### TO BE DONE
Reproduce the entries exactly.

──────── ENTRIES ────────

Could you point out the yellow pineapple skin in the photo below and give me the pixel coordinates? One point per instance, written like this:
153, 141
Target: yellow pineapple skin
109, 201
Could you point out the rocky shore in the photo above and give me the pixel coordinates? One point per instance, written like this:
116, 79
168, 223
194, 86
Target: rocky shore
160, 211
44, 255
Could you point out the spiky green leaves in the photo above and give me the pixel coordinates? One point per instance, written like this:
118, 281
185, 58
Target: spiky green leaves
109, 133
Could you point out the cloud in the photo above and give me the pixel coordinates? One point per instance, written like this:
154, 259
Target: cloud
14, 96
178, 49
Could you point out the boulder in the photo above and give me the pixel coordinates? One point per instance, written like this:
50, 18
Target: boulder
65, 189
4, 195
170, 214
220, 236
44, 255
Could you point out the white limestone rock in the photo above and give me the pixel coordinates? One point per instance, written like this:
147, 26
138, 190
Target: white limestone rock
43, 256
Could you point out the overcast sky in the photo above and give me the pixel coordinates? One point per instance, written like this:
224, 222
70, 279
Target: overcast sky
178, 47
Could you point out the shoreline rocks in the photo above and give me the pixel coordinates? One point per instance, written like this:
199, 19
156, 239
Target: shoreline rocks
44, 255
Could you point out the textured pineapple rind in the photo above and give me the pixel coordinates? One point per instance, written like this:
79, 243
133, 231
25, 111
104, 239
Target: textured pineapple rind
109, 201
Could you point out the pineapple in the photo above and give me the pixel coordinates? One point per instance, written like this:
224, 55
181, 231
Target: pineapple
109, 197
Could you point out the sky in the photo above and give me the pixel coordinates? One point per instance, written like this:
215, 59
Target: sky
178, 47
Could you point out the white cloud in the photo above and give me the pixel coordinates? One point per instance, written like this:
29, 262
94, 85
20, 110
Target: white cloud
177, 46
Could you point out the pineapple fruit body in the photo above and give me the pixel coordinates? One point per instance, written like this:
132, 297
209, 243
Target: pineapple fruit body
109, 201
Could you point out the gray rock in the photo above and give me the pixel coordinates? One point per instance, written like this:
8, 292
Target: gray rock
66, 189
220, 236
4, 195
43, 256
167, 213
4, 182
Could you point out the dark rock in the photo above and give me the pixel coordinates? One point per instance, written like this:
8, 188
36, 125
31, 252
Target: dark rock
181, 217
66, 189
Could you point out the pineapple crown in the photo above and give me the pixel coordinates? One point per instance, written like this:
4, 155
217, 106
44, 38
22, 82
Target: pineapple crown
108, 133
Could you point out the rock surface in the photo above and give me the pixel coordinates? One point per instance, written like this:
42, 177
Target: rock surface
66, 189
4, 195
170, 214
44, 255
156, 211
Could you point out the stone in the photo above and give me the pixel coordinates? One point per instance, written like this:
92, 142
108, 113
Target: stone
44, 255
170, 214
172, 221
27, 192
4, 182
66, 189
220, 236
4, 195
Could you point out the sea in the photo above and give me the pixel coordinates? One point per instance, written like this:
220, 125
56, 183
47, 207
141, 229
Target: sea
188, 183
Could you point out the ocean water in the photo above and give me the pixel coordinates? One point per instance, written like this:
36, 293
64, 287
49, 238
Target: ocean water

────────

### THE COMPLETED TASK
Could you point out the yellow pineapple skin in the photo below and give me the pixel coordinates? One point per instance, written like this:
153, 141
Target: yellow pineapple skin
109, 201
Could you point out the rocky shore in the photo above and give me the pixel coordinates? One point per instance, written like this:
116, 79
168, 223
194, 86
Target: rocky shore
160, 211
44, 255
Could you point out the spiky green leaves in the photo above and give me the pixel coordinates? One point per instance, written like this:
118, 281
185, 58
Target: spiky green leaves
109, 133
Could you point out the cloud in the photo above and give me the pixel coordinates? One point per instance, written like this:
154, 259
Target: cloud
14, 96
178, 49
Could you point out the boulder in the photo above and give me the pixel coordinates? One point per instance, written like this:
50, 18
Target: boulder
65, 189
4, 195
170, 214
220, 236
44, 255
Could you point out the white limestone rock in the photo above and give me the pixel coordinates? One point per instance, written like this:
147, 26
138, 190
Target: white limestone rock
43, 256
Could you point out the overcast sky in the photo above and give me the pixel coordinates? One point per instance, written like this:
224, 222
70, 279
Target: overcast sky
178, 47
Could you point out the shoreline rocks in the photo above and give me the pixel coordinates? One point per instance, written like this:
199, 19
156, 239
Target: shoreline rocks
44, 255
Could you point out the textured pineapple rind in the photo above and give me the pixel coordinates? One point per instance, written like this:
79, 243
133, 231
25, 111
104, 239
Target: textured pineapple rind
109, 201
Could you point out the pineapple in the photo above and give me the pixel coordinates? One point per instance, written like this:
224, 55
181, 231
Target: pineapple
109, 197
Could you point out the sky in the photo above and give me the pixel coordinates? One point per instance, written like this:
215, 59
Target: sky
178, 47
Could you point out the white cloud in the photo above and give me the pixel coordinates? One point per instance, written like this:
29, 262
94, 85
20, 110
Target: white cloud
177, 46
Could you point out the pineapple fruit body in the photo above and give me the pixel coordinates? One point per instance, written like this:
132, 297
209, 243
Target: pineapple fruit body
109, 201
Could you point out the gray rock in the photo above and give me the pixel coordinates? One point per instance, written like this:
8, 292
Target: gray rock
66, 189
220, 236
4, 195
43, 256
167, 213
4, 182
Could you point out the dark rock in the photo above and give me the pixel coordinates? One point per instance, written like this:
8, 188
36, 125
31, 252
Target: dark rock
181, 217
66, 189
Could you point out the pineapple crown in the photo above and give me the pixel coordinates? One point per instance, written like this:
4, 155
217, 106
44, 38
22, 82
Target: pineapple crown
108, 133
Could you point out the rock surface in the photo above and give me the pixel coordinates? One point per instance, written like this:
42, 177
Target: rock surface
66, 189
4, 195
170, 214
44, 255
156, 211
Could you point out the stone in the photo above and give me the pixel coordinates? One point per instance, written like this:
92, 142
108, 113
Target: stone
44, 255
170, 214
172, 221
27, 192
4, 182
66, 189
220, 236
4, 195
Could you point out the sea in the photo above and give me the pixel coordinates? One point per instance, written like this:
220, 125
56, 183
47, 207
141, 229
Target: sea
188, 183
Could you point out the ocean water in the photo above and give me the pixel coordinates? One point per instance, written like this:
36, 293
64, 287
49, 238
Target: ocean water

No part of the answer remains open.